_Stated exercise a_. Update the fiber bandwidth passage below by rewriting everything from "Chances are, your" down to "of multiplexed channels.", with "bandwidth" changed to "capacity".

_Source passage_.

--------------------------------------------------

On Unix platforms the tool can be run from the command line via
traceroute, and on Windows it is known as
tracert.

§Bandwidth in Core Networks

An optical fiber acts as a simple “light pipe,” slightly thicker than
a human hair, designed to transmit light between the two ends of the
cable. Metal wires are also used but are subject to higher signal loss,
electromagnetic interference, and higher lifetime maintenance costs.
Chances are, your packets will travel over both types of cable, but for
any long-distance hops, they will be transmitted over a fiber-optic link.

Optical fibers have a distinct advantage when it comes to bandwidth
because each fiber can carry many different wavelengths (channels) of
light through a process known as wavelength-division multiplexing (WDM).
Hence, the total bandwidth of a fiber link is the multiple of per-channel
data rate and the number of multiplexed channels.

As of early 2010, researchers have been able to multiplex over 400
wavelengths with the peak capacity of 171 Gbit/s per channel, which
translates to over 70 Tbit/s of total bandwidth for a single fiber link!
We would need thousands of copper wire (electrical) links to match this
throughput. Not surprisingly, most long-distance hops, such as subsea
data transmission between continents, is now done over fiber-optic links.
Each cable carries several strands of fiber (four strands is a common
number), which translates into bandwidth capacity in hundreds of terabits
per second for each cable.

§Bandwidth at the
Network Edge

The backbones, or the fiber links, that form the core data paths of
the Internet are capable of moving hundreds of terabits per second.
However, the available capacity at the edges of the network is much, much
less, and varies wildly based on deployed technology: dial-up, DSL,
cable, a host of wireless technologies, fiber-to-the-home, and even the
performance of the local router. The available bandwidth to the user is a
function of the lowest capacity link between the client and the
destination server (Figure 1-1).

Akamai Technologies operates a global CDN, with servers positioned
around the globe, and provides free quarterly reports at Akamai’s website on average broadband speeds,
as seen by their servers. Table 1-2 captures the macro trends as
of late 2015.

Rank
Country
Average Mbps
Year-over-year change


Global
5.1
14%

1
South Korea
20.5
-19%

2
Sweden
17.4
23%

3
Norway
16.4
44%

4
Switzerland
16.2
12%

5
Hong Kong
15.8
-2.7%


 
 
 

21
United States
12.6
9.4%

Table 1-2. Average bandwidth speeds as
seen by Akamai servers in Q3 2015

The preceding data excludes traffic from mobile carriers, a topic we
will come back to later to examine in closer detail. For now, it should
suffice to say that mobile speeds are highly variable and generally
slower. However, even with that in mind, the average global broadband
bandwidth in late 2015 was just 5.1 Mbps! South Korea led the world with
a 20.5 Mbps average throughput, and United States came in 21st place with
12.6 Mbps.

--------------------------------------------------

_Material to process_.
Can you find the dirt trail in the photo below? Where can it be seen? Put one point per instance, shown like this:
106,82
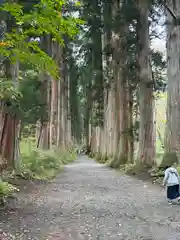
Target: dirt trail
89,201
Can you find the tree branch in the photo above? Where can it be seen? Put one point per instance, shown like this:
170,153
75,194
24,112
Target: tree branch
169,10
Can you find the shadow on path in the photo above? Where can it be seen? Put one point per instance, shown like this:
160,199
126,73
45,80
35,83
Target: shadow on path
90,201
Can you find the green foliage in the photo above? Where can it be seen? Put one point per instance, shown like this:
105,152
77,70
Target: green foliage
6,190
32,105
45,18
44,164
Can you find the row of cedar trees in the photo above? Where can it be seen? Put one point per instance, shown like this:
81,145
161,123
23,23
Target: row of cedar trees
53,131
130,75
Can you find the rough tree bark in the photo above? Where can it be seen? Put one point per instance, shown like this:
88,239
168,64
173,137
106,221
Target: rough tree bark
146,152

--------------------------------------------------

_Stated exercise b_. Copy the entire listing above line for line, without changing anything, and leave out the pictures.

_Correct output a_.
Chances are, your packets will travel over both types of cable, but for
any long-distance hops, they will be transmitted over a fiber-optic link.

Optical fibers have a distinct advantage when it comes to capacity
because each fiber can carry many different wavelengths (channels) of
light through a process known as wavelength-division multiplexing (WDM).
Hence, the total capacity of a fiber link is the multiple of per-channel
data rate and the number of multiplexed channels.

_Correct output b_.
Can you find the dirt trail in the photo below? Where can it be seen? Put one point per instance, shown like this:
106,82
Target: dirt trail
89,201
Can you find the tree branch in the photo above? Where can it be seen? Put one point per instance, shown like this:
170,153
75,194
24,112
Target: tree branch
169,10
Can you find the shadow on path in the photo above? Where can it be seen? Put one point per instance, shown like this:
160,199
126,73
45,80
35,83
Target: shadow on path
90,201
Can you find the green foliage in the photo above? Where can it be seen? Put one point per instance, shown like this:
105,152
77,70
Target: green foliage
6,190
32,105
45,18
44,164
Can you find the row of cedar trees in the photo above? Where can it be seen? Put one point per instance, shown like this:
81,145
161,123
23,23
Target: row of cedar trees
53,131
130,75
Can you find the rough tree bark in the photo above? Where can it be seen? Put one point per instance, shown like this:
88,239
168,64
173,137
106,221
Target: rough tree bark
146,152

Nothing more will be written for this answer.